__PROBLEM__. Please quote only the lines that start at the one with "In this exercise you will find the asphalt" and go on to the last line of the data, both ends kept.

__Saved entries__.
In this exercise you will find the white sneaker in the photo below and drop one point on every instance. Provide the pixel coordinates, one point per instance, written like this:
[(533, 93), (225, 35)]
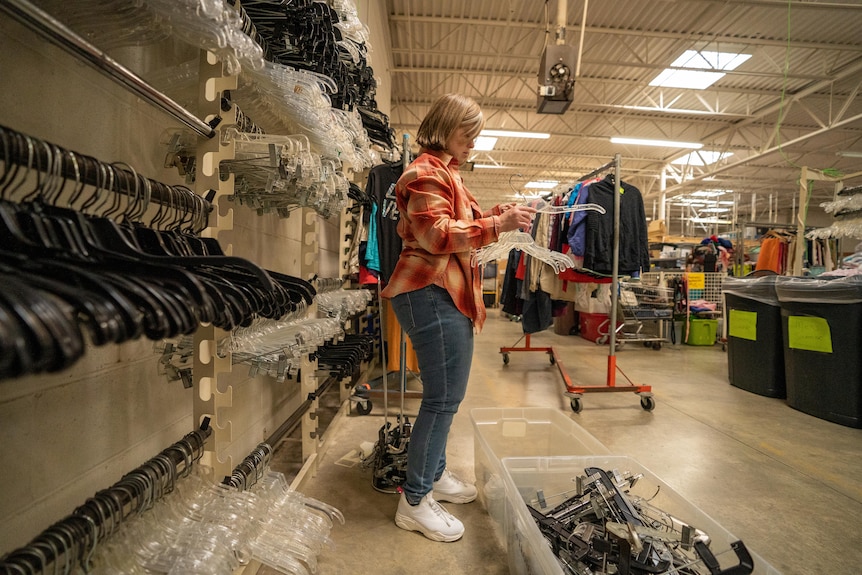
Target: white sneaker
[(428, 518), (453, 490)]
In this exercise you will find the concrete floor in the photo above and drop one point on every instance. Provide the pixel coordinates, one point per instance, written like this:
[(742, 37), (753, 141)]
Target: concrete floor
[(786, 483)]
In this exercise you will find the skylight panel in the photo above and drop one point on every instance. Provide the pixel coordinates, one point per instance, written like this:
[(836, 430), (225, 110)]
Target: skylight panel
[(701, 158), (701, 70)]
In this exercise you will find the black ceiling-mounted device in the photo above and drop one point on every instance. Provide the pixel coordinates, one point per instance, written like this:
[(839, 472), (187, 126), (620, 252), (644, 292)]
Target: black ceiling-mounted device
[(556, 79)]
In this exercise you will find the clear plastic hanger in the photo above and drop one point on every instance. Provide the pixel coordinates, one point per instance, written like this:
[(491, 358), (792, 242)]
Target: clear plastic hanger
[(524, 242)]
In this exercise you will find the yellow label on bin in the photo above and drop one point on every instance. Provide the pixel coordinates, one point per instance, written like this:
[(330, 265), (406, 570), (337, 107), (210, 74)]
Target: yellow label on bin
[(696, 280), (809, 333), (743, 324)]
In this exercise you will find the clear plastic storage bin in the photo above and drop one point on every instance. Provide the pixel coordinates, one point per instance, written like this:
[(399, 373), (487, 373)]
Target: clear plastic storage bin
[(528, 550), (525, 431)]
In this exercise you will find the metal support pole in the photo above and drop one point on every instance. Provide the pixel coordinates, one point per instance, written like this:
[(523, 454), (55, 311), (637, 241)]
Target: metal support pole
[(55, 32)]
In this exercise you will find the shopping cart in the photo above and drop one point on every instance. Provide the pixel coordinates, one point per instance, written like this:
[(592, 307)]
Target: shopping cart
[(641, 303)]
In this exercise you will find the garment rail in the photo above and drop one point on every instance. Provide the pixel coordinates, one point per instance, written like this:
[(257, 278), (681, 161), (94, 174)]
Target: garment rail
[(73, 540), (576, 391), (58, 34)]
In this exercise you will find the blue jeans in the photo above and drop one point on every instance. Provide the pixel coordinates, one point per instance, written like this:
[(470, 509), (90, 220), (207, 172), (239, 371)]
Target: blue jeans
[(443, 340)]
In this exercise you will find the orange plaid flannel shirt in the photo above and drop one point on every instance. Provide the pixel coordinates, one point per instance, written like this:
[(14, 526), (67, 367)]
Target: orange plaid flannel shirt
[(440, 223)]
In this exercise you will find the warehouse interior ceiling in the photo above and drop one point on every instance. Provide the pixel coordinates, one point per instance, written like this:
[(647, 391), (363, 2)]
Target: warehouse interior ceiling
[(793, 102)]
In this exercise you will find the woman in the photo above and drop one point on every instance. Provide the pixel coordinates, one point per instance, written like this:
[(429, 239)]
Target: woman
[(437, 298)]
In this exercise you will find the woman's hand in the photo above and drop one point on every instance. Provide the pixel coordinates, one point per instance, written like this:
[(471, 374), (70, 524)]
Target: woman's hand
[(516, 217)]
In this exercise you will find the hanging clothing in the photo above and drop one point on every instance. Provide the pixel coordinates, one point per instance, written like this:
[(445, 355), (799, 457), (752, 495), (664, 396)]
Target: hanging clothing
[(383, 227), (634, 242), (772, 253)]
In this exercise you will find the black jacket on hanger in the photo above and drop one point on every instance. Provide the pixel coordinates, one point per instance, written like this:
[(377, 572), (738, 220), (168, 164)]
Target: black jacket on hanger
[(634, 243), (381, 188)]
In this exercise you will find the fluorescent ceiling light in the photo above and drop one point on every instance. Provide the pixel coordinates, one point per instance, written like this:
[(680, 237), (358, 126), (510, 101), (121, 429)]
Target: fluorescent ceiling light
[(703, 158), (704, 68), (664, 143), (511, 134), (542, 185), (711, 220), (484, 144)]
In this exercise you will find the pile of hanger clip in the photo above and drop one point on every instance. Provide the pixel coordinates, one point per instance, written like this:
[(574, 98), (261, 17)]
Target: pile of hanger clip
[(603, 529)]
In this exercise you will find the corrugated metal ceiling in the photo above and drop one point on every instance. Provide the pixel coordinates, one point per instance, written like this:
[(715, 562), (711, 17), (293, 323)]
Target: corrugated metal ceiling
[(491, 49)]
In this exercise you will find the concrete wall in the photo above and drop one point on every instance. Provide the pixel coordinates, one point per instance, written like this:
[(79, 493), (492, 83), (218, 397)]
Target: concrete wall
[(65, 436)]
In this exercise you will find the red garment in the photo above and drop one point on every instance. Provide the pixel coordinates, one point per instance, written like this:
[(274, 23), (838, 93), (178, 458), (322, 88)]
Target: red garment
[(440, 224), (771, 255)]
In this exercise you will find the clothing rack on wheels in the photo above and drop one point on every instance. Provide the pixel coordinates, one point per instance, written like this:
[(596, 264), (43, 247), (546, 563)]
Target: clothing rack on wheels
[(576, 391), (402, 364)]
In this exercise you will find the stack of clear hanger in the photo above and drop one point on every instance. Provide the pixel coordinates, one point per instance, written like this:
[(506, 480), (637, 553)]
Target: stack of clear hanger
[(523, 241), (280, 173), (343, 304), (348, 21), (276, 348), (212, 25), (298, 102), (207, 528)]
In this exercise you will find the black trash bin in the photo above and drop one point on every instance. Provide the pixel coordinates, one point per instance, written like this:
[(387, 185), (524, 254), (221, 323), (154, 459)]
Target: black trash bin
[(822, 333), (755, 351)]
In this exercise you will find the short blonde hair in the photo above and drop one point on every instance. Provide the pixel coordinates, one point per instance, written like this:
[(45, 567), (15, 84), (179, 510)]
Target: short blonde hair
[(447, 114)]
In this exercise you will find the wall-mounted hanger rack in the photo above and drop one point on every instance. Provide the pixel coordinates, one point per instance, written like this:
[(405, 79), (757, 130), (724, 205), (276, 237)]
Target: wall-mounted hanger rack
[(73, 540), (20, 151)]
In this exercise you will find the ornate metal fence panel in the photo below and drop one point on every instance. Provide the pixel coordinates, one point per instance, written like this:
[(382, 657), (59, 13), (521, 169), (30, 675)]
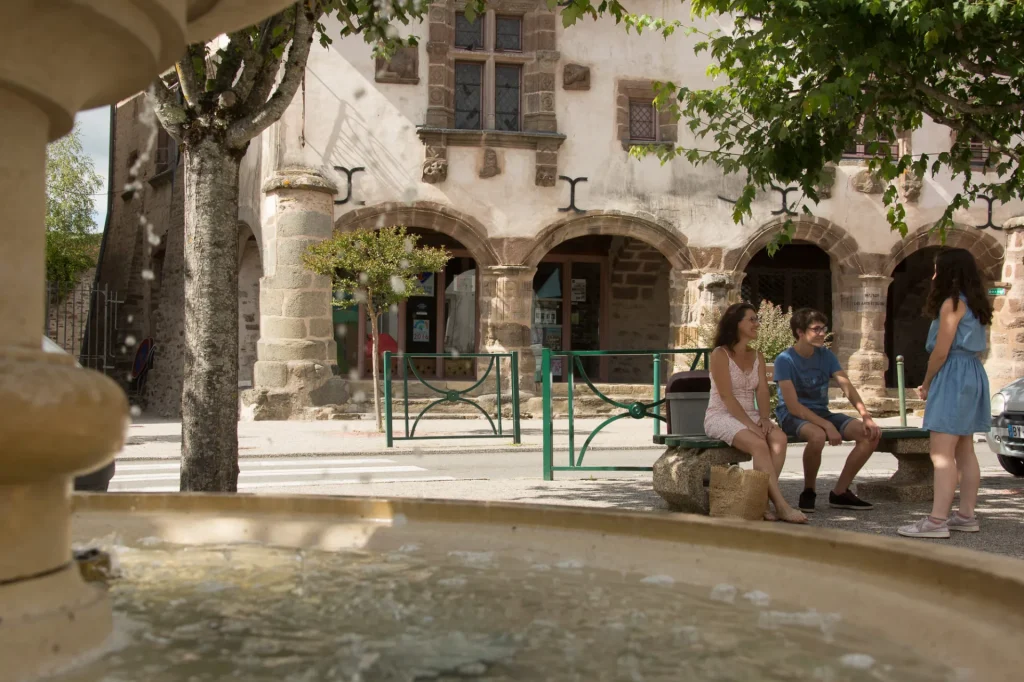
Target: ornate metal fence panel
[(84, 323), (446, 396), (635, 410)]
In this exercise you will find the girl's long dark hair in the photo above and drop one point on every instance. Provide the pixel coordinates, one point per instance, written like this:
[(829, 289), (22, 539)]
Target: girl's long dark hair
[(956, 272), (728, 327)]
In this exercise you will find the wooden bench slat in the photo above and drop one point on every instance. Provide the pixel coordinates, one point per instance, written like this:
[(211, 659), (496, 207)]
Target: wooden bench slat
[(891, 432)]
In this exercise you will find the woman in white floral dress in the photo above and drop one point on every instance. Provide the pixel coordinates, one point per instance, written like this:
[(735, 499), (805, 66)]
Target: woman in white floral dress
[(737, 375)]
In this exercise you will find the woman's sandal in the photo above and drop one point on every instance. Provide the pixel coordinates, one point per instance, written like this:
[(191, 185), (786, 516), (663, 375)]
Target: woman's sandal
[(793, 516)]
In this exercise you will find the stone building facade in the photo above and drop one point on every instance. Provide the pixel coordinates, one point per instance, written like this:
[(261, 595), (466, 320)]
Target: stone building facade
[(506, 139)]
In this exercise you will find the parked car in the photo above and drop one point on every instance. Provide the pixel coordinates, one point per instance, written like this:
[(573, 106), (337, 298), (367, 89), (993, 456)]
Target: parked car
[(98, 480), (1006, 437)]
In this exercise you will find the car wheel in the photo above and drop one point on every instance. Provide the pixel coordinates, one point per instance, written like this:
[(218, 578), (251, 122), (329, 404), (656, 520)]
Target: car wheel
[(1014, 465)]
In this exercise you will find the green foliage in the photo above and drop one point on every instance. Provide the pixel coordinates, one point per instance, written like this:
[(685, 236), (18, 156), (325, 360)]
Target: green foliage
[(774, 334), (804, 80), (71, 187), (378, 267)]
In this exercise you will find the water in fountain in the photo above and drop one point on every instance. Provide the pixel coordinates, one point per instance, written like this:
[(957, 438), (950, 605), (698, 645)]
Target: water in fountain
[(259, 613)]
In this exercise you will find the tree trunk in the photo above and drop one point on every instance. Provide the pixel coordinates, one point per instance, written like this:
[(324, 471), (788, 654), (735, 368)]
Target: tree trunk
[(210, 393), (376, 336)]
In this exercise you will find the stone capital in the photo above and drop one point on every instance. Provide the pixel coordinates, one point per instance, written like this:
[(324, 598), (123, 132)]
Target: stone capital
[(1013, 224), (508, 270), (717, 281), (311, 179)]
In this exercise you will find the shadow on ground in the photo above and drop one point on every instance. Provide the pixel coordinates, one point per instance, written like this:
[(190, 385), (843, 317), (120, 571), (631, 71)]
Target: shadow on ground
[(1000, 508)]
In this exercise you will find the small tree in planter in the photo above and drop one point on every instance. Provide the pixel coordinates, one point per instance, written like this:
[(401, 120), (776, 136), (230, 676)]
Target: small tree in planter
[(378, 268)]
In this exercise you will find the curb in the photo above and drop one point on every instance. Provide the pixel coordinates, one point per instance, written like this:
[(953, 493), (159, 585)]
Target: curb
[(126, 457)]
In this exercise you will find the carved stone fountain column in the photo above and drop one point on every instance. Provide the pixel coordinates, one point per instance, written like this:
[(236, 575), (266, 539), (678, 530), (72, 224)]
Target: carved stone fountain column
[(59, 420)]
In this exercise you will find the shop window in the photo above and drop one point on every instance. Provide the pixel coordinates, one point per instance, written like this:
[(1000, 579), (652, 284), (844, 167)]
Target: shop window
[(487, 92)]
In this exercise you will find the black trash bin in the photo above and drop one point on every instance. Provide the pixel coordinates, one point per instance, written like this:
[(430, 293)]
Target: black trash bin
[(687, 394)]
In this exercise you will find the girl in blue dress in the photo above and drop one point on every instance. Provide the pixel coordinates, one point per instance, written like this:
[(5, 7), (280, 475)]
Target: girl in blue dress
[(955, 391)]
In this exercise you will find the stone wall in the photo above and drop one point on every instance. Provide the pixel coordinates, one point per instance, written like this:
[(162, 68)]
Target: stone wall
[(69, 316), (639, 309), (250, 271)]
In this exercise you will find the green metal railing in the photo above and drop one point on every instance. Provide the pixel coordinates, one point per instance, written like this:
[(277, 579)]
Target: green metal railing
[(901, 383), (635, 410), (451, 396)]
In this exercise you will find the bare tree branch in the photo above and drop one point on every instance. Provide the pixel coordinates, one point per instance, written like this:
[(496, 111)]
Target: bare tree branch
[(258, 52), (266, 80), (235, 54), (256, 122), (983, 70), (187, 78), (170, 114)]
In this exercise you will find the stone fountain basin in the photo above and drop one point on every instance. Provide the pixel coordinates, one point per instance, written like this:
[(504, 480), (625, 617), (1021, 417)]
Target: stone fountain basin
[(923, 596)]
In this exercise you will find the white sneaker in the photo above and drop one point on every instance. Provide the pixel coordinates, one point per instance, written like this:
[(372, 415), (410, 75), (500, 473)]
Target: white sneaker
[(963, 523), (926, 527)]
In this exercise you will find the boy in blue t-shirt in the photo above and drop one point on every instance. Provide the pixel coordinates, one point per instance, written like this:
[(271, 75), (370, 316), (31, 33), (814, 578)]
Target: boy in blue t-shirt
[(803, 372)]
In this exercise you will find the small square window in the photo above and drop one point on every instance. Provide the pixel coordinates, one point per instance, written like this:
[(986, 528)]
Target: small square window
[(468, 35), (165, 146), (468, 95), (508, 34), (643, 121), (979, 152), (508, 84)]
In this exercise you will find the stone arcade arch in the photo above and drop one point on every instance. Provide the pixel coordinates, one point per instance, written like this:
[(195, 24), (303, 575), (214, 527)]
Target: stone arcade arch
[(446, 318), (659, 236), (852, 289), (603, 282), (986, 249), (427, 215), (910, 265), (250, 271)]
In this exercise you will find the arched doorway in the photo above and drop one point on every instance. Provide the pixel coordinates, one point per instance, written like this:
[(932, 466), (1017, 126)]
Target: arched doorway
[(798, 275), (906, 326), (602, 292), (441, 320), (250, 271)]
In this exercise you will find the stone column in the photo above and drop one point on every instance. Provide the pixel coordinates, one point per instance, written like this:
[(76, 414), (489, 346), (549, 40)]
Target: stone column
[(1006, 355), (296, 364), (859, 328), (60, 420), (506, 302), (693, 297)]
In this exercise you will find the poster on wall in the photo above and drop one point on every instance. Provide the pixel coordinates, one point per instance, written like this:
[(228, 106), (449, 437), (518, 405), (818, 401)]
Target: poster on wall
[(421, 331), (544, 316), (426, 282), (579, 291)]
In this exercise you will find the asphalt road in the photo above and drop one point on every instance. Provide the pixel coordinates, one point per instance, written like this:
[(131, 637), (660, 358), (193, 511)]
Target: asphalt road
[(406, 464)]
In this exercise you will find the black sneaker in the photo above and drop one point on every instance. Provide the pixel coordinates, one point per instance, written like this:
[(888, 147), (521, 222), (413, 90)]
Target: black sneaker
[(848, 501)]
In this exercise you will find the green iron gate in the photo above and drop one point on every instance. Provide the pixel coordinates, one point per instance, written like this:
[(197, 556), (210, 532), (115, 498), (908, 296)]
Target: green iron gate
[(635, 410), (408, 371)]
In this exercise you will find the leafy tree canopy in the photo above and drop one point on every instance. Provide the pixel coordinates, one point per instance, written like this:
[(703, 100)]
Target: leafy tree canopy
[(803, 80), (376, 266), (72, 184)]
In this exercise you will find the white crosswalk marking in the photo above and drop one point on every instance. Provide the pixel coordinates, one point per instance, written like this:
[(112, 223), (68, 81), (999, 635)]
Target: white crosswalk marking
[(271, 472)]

__EXERCISE SOLUTION__.
In this exercise you will find the asphalt road in the photo above and drop one point on every instance. Provide the pixel coordinates, one point per instance, written like this:
[(131, 637), (660, 358), (193, 511)]
Target: asphalt road
[(406, 464)]
In this exercise you will find the black sneaker in the photo above and drop one point on every instance. Provide the pixel coordinates, one point per instance, written like this:
[(888, 147), (521, 222), (413, 90)]
Target: black sneaker
[(848, 501)]
In this exercise you will find the green iron gate in the photo above and drop one point on every instance. Provide the pixel coordinates, one point per instance, written like this:
[(197, 556), (210, 532), (115, 498), (908, 296)]
Target: green iron gate
[(635, 410), (408, 371)]
In this exercise you will find the leafy tree canopy in the photo above and drop one point on every instance. Provide the pixel coordinates, one point per instance, written like this:
[(703, 100)]
Target: leafy tree canopy
[(803, 80), (376, 266), (72, 184)]
In this exercise you will find the white crosswalk marking in the photo above and drop one point on every instance. Provide the pixel coordinates, one point per instance, written like this:
[(112, 223), (68, 81), (999, 635)]
Target: white crosswalk marking
[(271, 472)]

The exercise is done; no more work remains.